__Provided text__
%%
This is a sign of a broken character-development system.

I'm going to give an extra point for something that I didn't actually experience in the game: the option to change fighters to the "geomancer" class, which doesn't come up until the fourth dimension. Doing so allows you to keep using the same weapons and armor, but you lose all your special attacks and, for bards, bard songs. The spells in this class seem almost worth the effort, including the ability to "trap zap" an entire dungeon level, an alert for anti-magic zones, and lots of mass-damage spells. I suspect I would have transferred my paladin or bard. Score: 5.

3. NPC Interaction. This hasn't changed since the previous two games. There are no true "NPCs," just occasional encounters with people in their respective squares, to whom you can say, at best, yes or no. There are a few wandering NPCs, like Hawkslayer, who join your party, but with no lore or dialogue attached to them. Score: 2.

Someone clue me in as to what he was all about.
%%
__Data__
%%
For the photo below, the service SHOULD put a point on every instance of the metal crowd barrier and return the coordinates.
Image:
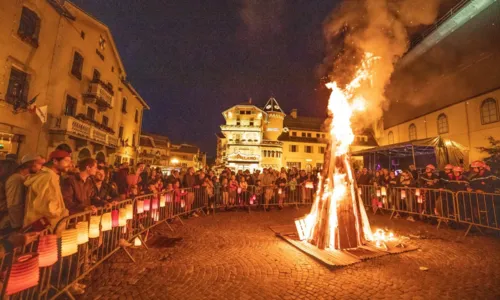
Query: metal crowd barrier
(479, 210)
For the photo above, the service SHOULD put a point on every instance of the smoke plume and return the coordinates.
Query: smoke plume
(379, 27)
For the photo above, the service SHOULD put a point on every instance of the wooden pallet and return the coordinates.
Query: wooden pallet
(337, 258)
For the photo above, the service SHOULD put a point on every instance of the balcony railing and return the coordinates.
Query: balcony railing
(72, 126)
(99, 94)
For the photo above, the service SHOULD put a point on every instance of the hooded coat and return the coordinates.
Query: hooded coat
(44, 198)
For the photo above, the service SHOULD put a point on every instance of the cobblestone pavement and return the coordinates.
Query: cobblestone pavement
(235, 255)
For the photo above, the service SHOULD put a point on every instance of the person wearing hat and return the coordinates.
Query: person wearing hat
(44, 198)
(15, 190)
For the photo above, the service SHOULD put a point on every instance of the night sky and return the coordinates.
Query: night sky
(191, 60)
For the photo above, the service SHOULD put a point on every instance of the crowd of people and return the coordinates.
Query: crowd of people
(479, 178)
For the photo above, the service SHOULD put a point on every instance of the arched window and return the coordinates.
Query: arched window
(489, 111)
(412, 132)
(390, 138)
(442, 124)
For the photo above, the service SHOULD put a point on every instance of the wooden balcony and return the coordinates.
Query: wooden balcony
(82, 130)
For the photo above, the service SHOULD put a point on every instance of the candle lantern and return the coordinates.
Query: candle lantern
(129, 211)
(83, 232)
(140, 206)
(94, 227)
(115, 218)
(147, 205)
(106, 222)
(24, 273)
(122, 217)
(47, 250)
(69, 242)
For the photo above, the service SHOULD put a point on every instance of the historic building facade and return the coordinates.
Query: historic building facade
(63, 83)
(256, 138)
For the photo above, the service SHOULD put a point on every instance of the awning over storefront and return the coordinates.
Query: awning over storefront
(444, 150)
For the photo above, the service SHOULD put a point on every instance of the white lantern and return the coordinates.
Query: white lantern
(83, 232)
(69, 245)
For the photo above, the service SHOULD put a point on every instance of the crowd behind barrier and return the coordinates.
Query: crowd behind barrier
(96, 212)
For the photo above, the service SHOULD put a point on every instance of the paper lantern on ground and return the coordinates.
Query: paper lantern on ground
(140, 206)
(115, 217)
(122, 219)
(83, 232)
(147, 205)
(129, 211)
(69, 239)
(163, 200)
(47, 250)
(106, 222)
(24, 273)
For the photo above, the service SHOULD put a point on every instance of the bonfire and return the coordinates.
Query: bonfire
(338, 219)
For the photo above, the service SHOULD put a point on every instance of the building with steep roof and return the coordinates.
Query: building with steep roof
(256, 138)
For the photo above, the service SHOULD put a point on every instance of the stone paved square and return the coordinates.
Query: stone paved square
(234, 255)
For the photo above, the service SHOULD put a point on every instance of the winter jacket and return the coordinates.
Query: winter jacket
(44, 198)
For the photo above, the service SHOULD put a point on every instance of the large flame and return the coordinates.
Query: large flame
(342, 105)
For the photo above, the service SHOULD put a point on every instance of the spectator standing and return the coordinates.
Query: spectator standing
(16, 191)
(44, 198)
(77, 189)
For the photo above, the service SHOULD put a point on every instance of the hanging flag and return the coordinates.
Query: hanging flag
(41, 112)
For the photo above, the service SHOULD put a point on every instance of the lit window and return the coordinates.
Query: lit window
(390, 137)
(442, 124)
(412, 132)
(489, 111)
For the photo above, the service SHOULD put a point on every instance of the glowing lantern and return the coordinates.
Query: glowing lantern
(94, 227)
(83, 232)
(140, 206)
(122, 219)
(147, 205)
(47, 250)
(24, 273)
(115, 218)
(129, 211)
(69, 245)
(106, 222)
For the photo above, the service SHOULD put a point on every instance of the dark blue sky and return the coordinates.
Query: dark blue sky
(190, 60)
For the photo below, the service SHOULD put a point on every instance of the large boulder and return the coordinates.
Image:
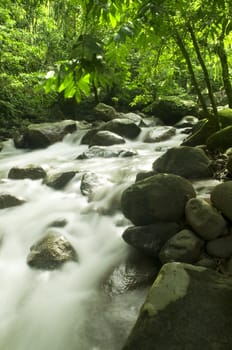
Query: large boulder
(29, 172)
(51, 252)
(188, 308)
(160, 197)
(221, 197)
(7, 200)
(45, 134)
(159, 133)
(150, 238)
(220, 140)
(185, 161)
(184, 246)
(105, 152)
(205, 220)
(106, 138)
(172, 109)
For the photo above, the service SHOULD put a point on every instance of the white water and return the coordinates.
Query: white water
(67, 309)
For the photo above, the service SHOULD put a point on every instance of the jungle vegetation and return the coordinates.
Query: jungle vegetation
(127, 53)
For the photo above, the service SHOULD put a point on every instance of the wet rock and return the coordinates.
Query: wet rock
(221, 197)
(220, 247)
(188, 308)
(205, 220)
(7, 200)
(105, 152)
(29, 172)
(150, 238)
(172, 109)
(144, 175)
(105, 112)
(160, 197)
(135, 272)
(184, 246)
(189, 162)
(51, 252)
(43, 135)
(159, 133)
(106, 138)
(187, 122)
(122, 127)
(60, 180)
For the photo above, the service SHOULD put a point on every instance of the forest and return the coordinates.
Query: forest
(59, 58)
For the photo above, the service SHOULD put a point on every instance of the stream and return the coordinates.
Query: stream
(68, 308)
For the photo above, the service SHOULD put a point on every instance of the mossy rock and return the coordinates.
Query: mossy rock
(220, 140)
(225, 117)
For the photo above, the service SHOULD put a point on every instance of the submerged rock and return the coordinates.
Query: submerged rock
%%
__To do__
Reproduce word for word everything in the game review from "I'm going to" down to "bard. Score: 5.". The entries have no connection to the game review.

__Answer to the problem__
I'm going to give an extra point for something that I didn't actually experience in the game: the option to change fighters to the "geomancer" class, which doesn't come up until the fourth dimension. Doing so allows you to keep using the same weapons and armor, but you lose all your special attacks and, for bards, bard songs. The spells in this class seem almost worth the effort, including the ability to "trap zap" an entire dungeon level, an alert for anti-magic zones, and lots of mass-damage spells. I suspect I would have transferred my paladin or bard. Score: 5.